Can you lay out every item below as a two-column CSV headed text and answer, one row per item, with each field in double quotes and line breaks replaced by spaces?

● ● ● ●

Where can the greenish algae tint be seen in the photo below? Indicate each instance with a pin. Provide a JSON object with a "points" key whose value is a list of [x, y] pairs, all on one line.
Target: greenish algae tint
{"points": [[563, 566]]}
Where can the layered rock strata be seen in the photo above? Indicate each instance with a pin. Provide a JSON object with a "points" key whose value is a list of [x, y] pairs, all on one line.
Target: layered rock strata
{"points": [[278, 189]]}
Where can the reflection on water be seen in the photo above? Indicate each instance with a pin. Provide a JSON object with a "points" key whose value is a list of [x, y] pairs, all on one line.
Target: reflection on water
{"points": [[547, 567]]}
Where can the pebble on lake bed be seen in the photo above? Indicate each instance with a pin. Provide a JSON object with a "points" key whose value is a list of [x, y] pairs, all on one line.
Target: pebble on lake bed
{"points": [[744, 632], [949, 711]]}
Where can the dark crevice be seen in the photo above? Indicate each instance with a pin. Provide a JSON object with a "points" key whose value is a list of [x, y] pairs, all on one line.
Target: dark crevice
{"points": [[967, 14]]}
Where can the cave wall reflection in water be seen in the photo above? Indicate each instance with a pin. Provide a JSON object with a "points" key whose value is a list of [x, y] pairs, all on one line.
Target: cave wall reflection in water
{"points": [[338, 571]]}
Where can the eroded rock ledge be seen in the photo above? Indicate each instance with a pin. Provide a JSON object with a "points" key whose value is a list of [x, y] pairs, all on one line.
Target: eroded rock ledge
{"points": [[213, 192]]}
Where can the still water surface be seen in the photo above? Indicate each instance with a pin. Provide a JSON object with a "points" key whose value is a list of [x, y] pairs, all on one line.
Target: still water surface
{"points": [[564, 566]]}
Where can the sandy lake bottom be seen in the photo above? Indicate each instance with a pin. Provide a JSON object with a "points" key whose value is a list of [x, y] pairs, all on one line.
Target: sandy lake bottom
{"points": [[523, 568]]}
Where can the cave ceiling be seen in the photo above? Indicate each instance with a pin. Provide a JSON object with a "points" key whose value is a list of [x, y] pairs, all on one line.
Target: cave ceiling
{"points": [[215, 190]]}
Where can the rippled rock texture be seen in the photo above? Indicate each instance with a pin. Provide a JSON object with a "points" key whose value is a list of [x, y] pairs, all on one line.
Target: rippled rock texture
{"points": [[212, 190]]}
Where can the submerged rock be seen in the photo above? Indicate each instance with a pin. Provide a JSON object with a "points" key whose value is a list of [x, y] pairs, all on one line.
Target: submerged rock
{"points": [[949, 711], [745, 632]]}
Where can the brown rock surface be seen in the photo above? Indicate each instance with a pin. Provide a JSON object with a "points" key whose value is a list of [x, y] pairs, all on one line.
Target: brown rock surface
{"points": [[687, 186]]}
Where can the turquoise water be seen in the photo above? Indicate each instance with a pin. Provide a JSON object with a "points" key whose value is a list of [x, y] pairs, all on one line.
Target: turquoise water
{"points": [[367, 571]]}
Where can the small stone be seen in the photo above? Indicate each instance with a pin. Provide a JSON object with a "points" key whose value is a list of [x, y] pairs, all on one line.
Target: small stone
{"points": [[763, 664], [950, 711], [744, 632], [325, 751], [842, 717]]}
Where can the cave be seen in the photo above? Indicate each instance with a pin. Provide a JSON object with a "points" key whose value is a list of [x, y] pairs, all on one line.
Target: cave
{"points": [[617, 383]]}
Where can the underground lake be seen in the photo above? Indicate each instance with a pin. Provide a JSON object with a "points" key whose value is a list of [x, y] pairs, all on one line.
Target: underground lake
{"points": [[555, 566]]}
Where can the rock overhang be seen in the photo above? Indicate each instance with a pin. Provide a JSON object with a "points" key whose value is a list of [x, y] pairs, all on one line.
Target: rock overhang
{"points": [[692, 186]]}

● ● ● ●

EXERCISE ANSWER ::
text,answer
"Where can the greenish algae tint be seen in the photo below? Indicate each instance with a pin. Provide a JSON object with a ""points"" key whose value is a list of [x, y] pairs, all on one line. Target: greenish algae tint","{""points"": [[563, 566]]}"
"Where can the layered rock strata be seen in the photo above? Indicate each instance with a pin. Provide a JSON object with a ""points"" key whose value is a list of [x, y] pairs, all on one line. Target: layered rock strata","{""points"": [[278, 189]]}"
"Where can the reflection on water be seen in the photo above? Indicate each instance with a pin. Provide a JSON object with a ""points"" key whose value is a list of [x, y] pairs, all on one line. Target: reflection on water","{""points"": [[547, 567]]}"
"Where can the pebble on lake bed be seen in the photo above? Indicate each instance with a pin. Provide a JSON object with a ""points"" key whose value is a list of [x, y] pairs, all on one line. Target: pebble on lake bed","{""points"": [[744, 632], [949, 711]]}"
"Where can the dark crevice be seen in the photo above? Indicate each instance with a pin. Provide a JSON object with a ""points"" key whose value is a list of [x, y] pairs, all on one line. Target: dark crevice","{""points"": [[967, 14]]}"
"Where can the cave wall reflection in water be seen in the photo above? Indicate each instance with a pin. Provide a JSON object with a ""points"" key whose value is a list of [x, y] pairs, all on one line. Target: cave wall reflection in water","{""points"": [[338, 571]]}"
"Where can the eroded rock ledge be seen in the photo above? Indicate each instance with a pin. Provide a JSON object with a ""points"" key whose value is a list of [x, y] pairs, all on one line. Target: eroded rock ledge","{""points"": [[213, 192]]}"
"Where can the still water surface be seen in the photo above? Indicate each instance with a pin. Provide a JSON object with a ""points"" key whose value is a list of [x, y] pairs, all on one line. Target: still water surface","{""points"": [[564, 566]]}"
"Where can the sandy lake bottom be seen in the photo above? Indicate each instance with a pin. Provide a JSON object with a ""points"" key whose value is a list of [x, y] pairs, all on one line. Target: sandy lake bottom","{""points"": [[523, 568]]}"
"Where can the cave ceiling be seen in the photo above? Indicate each instance with a pin. Provide a JSON object with a ""points"" key whose value is a list of [x, y] pairs, all on one line. Target: cave ceiling","{""points"": [[215, 190]]}"
"Where can the rippled rock texture be seen in the photo above? Indicate each instance with a pin. Provide a JSON object with a ""points"" key whose value is a list of [x, y] pairs, all on one line. Target: rippled rock texture","{""points"": [[212, 190]]}"
"Where can the submerged rock be seen in the photo above? Indicate each instance with a pin. Provide a JSON object with a ""points"" key whose value is a list of [x, y] pairs, all on one line. Target: submerged rock","{""points"": [[949, 711], [745, 632]]}"
"Where can the brown rock surface be seen in the photo above? Indicate each instance with a pin. Provide a JSON object with a ""points"" key whose value is a list of [x, y] pairs, all on one line. Target: brown rock surface","{""points"": [[687, 186]]}"
"Where can the turquoise water be seen in the photo above? Indicate each instance with a pin. Provide a JSON object with a ""points"" key whose value is a list of [x, y] pairs, all on one line. Target: turquoise water","{""points"": [[367, 571]]}"
"Where can the small stone be seen in the photo above? Indicate each instance with a pin. Provide a JSON object with a ""points"" key whose value is a list of [x, y] pairs, all on one line. Target: small stone","{""points"": [[763, 664], [950, 711], [744, 632], [325, 751], [842, 717]]}"
"Where can the cave be seen in the photo above? Indicate each instance with a pin. Provide a JSON object with a ""points"" key whose value is a list of [x, y] pairs, all on one line. Target: cave","{""points"": [[617, 383]]}"
"Where can the underground lake be seen in the photo above? Indicate each instance with a pin. Provide a JSON object with a ""points"" key whose value is a list of [x, y] pairs, all on one line. Target: underground lake","{""points"": [[555, 566]]}"
"Where can the rock overhang be seen in the photo above? Indicate each instance with a pin. Provide a JSON object with a ""points"" key whose value is a list of [x, y] pairs, all on one line. Target: rock overhang","{""points"": [[692, 186]]}"